===== DATA LINES

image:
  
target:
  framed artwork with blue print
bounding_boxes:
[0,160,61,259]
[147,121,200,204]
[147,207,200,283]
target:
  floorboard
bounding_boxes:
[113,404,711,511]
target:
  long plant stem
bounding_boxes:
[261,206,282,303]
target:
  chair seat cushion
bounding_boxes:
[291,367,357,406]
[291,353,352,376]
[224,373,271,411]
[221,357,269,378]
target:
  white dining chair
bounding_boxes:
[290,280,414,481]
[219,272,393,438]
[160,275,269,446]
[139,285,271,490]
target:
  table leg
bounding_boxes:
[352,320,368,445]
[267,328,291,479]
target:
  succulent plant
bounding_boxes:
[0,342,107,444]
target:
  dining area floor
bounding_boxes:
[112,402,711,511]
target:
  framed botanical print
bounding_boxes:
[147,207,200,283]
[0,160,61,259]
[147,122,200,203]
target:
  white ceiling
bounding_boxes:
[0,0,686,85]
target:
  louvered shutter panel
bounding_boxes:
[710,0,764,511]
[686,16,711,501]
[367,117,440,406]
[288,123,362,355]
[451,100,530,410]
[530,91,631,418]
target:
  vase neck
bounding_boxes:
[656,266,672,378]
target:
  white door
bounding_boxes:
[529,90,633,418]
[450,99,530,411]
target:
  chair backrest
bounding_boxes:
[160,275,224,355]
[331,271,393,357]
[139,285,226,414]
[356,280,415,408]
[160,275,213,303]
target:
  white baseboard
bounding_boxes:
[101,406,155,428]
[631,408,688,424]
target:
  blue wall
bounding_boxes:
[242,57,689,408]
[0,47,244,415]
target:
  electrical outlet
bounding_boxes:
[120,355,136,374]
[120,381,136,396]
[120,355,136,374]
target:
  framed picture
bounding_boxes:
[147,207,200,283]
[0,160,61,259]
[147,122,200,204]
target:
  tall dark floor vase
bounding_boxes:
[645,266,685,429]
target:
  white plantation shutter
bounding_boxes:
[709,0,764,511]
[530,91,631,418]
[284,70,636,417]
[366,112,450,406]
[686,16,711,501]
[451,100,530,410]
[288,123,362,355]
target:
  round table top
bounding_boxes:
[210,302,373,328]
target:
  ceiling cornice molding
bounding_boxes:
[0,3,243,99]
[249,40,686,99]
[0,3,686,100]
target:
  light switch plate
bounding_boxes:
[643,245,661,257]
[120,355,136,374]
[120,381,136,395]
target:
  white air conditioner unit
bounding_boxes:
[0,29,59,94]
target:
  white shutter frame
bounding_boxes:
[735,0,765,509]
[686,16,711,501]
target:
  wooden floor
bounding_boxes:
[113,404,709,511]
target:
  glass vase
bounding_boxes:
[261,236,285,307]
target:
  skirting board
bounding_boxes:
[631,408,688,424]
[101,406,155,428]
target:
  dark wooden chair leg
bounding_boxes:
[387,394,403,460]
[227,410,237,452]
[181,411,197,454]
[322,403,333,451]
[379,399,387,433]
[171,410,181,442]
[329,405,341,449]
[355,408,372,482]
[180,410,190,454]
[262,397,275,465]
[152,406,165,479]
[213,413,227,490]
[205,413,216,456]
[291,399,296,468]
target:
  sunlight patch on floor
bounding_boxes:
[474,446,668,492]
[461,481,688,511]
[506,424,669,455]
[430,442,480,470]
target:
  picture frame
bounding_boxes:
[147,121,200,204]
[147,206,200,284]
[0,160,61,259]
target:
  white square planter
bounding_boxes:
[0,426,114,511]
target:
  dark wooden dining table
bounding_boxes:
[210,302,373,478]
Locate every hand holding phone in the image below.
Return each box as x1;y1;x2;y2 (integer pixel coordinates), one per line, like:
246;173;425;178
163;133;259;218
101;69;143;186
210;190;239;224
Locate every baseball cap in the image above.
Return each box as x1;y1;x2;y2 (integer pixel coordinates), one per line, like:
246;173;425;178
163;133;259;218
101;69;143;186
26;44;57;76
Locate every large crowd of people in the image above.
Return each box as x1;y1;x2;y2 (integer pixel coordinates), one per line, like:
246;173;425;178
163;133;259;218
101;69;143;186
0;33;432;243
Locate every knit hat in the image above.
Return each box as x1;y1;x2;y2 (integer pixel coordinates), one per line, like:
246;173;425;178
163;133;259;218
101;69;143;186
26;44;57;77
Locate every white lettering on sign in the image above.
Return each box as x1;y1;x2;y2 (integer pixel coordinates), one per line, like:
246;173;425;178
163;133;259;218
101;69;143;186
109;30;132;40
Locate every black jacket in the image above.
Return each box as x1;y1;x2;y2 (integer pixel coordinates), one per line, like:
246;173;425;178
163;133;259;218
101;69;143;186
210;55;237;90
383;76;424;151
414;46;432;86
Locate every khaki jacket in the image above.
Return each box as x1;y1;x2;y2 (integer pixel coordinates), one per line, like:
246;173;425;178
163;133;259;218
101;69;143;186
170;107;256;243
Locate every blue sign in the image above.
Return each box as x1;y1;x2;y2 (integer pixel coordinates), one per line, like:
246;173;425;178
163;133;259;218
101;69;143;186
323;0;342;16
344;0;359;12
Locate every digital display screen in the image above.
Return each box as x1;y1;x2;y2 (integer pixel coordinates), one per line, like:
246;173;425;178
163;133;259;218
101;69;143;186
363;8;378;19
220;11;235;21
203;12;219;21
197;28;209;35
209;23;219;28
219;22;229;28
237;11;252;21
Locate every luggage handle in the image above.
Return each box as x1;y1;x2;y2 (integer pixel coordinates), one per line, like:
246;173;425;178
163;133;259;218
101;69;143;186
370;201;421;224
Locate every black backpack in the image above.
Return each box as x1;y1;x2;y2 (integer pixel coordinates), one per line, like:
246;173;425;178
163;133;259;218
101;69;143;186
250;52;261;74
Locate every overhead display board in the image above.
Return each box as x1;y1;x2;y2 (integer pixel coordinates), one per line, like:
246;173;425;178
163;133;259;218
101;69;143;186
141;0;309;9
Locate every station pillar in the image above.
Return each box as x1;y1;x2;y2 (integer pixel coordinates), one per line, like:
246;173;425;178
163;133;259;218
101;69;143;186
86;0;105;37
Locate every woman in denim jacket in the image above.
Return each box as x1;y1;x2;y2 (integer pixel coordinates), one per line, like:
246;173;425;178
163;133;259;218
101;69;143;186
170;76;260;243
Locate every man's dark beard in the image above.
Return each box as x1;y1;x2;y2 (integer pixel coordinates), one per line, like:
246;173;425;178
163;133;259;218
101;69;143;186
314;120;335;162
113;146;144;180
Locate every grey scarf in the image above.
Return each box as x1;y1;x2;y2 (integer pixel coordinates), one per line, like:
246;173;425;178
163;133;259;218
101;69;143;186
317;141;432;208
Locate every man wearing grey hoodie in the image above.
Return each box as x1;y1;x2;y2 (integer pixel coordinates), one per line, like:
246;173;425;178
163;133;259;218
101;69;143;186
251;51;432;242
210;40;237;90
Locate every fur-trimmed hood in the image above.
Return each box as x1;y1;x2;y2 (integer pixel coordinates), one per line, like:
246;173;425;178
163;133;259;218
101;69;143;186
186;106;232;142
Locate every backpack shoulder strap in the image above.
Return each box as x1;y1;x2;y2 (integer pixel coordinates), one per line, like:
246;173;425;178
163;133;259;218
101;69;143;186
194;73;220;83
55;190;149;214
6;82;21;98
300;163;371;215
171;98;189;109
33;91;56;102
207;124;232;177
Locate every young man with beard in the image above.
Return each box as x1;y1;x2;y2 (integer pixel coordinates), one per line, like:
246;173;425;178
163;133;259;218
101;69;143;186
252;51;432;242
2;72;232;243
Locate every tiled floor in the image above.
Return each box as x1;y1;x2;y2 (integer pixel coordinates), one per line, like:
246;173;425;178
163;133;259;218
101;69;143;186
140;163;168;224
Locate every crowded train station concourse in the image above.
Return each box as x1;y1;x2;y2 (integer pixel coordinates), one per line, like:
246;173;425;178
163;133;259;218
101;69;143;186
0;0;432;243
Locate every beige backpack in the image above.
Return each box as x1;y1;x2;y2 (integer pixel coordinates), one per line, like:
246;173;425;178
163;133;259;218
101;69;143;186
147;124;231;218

==========

OBJECTIVE:
Resize the rows from the line containing "Locate every man's" through the line containing "317;141;432;208" by writing out every line again, requests included, with each answer box coordinate multiplied by 1.9 and rounded to a whole number, halves up. Keep the numbers in the requests and their sample boxes unchanged.

REPLY TO THE TASK:
Locate every man's dark beard in the image above.
Return each box as x1;y1;x2;y2 (integer pixel coordinates), one per line, like:
246;173;425;178
163;133;259;218
101;69;143;186
597;228;637;308
215;277;274;342
Locate every grey scarf in the image above.
Return each box as x1;y1;x2;y2 (integer pixel coordinates), one per line, like:
246;173;425;178
163;133;259;218
101;69;143;186
602;268;821;395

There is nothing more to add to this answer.